**About this exercise:**
Transcribe precisely, and only, the lines beginning at the line containing "Look at the photo above. For each instance of the golden" and ending at the final line of the material below.
====================
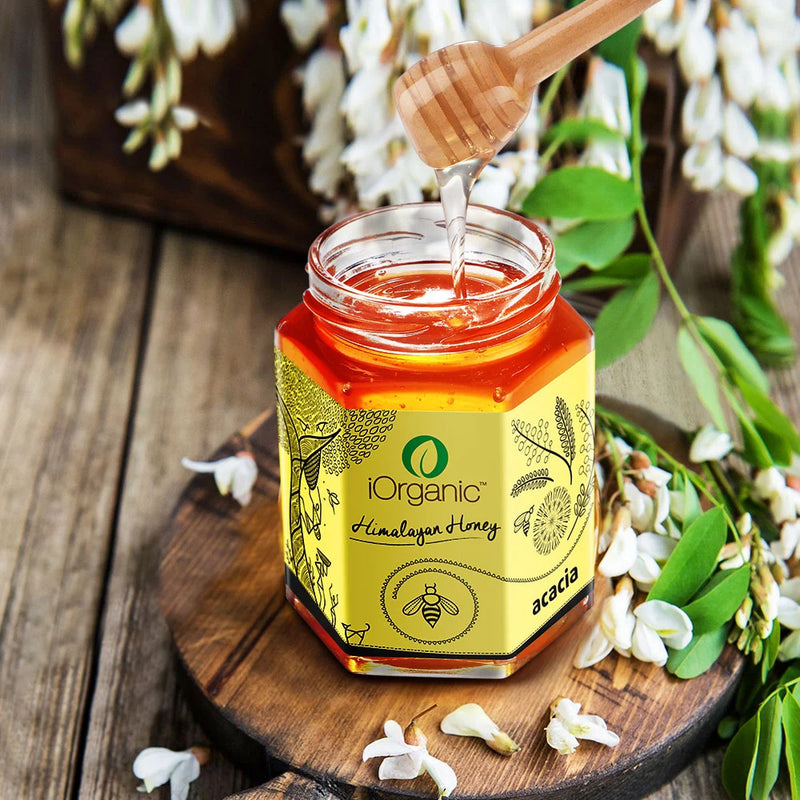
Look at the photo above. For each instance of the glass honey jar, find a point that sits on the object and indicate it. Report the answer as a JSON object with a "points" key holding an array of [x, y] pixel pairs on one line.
{"points": [[436, 454]]}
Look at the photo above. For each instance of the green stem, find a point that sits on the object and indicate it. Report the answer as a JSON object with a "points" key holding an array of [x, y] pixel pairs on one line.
{"points": [[551, 92]]}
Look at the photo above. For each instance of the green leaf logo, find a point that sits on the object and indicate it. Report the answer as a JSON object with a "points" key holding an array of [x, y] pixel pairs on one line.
{"points": [[425, 456]]}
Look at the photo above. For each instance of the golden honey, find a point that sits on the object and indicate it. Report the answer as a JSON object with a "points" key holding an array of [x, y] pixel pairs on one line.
{"points": [[436, 452]]}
====================
**Worked solution:**
Look at the photo above. For each instance of the golden honey, find a point that sits on the object and indicate it. Report the answer as a JSON object with a "points" key holding an array of [x, y] pixel pairs on one line.
{"points": [[436, 452]]}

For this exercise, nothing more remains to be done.